Alors chacun essaye de sauver sa peau : « ce n’est pas de ma faute, c’est la femme… ou c’est le serpent… » Vous remarquerez d’ailleurs qu’il y a, indirectement, une accusation portée contre Dieu : « c’est la femme que tu m’as donnée… », « c’est le serpent… » dont il est dit dès le début du chapitre qu’il a été créé par Dieu !

Ici, on n’est plus dans le processus par lequel nous commettons le mal… Nous sommes face aux conséquences, immédiates, du péché. La division, la relation brisée, la honte, la peur, la fuite… Les conséquences du péché dans notre vie sont multiples et multiformes. Sources de souffrance, de malaise, de mal-être.

14Alors le SEIGNEUR Dieu dit au serpent :
« Puisque tu as fait cela, je te maudis :
parmi tous les animaux,
tu avanceras sur ton ventre
et tu mangeras de la poussière
tous les jours de ta vie.
15Voici ce que je décide :
la femme et toi,
vous deviendrez des ennemis.
+ + + +
▸ Consignes
1. Pouvez-vous reprendre le passage cité depuis « 14Alors le SEIGNEUR » jusqu'à « deviendrez des ennemis. » inclus, en changeant « poussière » en « boue » ?
2. Comment traduire en anglais cette phrase du passage cité : « Les conséquences du péché dans notre vie sont multiples et multiformes. » ?
Le matériel qui suit n'a aucun rapport avec le passage cité.
+ + + +
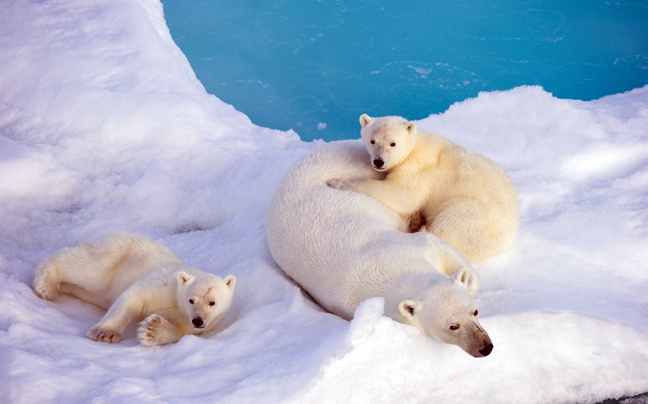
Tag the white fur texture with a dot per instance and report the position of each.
(344, 247)
(463, 198)
(133, 277)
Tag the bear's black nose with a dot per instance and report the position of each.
(486, 350)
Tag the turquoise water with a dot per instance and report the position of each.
(316, 66)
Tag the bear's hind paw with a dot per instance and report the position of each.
(102, 335)
(45, 287)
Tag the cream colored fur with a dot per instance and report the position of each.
(464, 198)
(344, 247)
(133, 277)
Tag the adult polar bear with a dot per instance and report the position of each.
(345, 247)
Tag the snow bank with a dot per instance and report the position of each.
(103, 126)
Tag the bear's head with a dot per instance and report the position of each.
(448, 313)
(205, 297)
(389, 140)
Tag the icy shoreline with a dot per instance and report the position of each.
(103, 126)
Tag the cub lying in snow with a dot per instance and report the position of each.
(133, 277)
(464, 198)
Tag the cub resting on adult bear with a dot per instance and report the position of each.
(344, 248)
(462, 197)
(133, 277)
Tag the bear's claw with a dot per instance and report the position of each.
(102, 335)
(339, 184)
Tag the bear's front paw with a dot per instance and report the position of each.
(155, 330)
(340, 184)
(103, 335)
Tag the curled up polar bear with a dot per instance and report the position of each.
(462, 197)
(345, 247)
(133, 277)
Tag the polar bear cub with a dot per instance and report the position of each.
(344, 248)
(133, 277)
(463, 198)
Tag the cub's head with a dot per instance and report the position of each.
(389, 140)
(204, 298)
(448, 313)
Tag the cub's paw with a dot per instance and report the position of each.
(45, 287)
(103, 335)
(340, 184)
(155, 330)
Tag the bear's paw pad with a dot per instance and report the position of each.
(102, 335)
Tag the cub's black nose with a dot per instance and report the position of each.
(486, 350)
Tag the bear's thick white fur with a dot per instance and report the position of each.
(344, 247)
(135, 278)
(464, 198)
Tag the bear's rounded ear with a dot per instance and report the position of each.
(364, 120)
(468, 279)
(230, 281)
(411, 127)
(184, 278)
(408, 308)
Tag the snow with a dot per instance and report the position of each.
(104, 126)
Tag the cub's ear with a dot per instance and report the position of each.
(230, 281)
(365, 119)
(411, 127)
(409, 308)
(184, 278)
(468, 279)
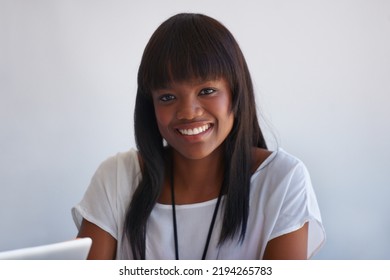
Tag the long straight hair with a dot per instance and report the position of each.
(184, 47)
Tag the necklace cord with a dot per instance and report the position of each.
(175, 222)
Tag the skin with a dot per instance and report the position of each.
(197, 158)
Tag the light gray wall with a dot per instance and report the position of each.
(68, 77)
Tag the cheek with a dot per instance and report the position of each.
(162, 119)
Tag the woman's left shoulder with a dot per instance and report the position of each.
(278, 161)
(259, 156)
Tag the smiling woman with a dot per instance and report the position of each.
(202, 183)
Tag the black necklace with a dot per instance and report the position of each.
(175, 224)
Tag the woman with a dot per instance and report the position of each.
(202, 183)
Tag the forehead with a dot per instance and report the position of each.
(195, 83)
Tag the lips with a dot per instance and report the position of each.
(195, 130)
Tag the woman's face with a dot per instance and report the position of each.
(194, 117)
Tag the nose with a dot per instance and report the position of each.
(189, 109)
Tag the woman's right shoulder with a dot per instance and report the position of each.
(121, 164)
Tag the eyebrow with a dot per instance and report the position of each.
(195, 82)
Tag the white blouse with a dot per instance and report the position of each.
(282, 200)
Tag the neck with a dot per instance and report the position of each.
(197, 180)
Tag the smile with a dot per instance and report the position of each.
(194, 131)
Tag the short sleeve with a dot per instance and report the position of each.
(99, 204)
(300, 206)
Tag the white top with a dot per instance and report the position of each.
(282, 200)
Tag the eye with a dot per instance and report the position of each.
(207, 91)
(166, 97)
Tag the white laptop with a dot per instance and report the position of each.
(76, 249)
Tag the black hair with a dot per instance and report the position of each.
(184, 47)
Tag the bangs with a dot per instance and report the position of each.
(187, 48)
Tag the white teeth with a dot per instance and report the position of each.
(194, 131)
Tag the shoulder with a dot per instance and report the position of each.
(122, 164)
(281, 173)
(280, 162)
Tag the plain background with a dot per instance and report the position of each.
(321, 71)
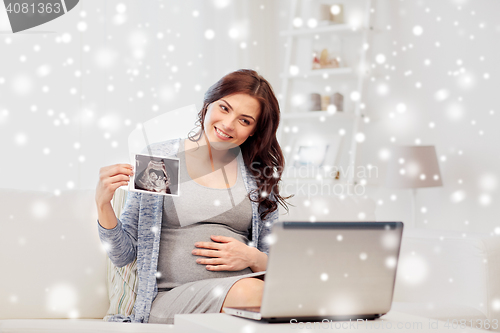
+ + + +
▸ Corrigé
1.
14Alors le SEIGNEUR Dieu dit au serpent :
« Puisque tu as fait cela, je te maudis :
parmi tous les animaux,
tu avanceras sur ton ventre
et tu mangeras de la boue
tous les jours de ta vie.
15Voici ce que je décide :
la femme et toi,
vous deviendrez des ennemis.

2. The consequences of sin in our lives are many and take many forms.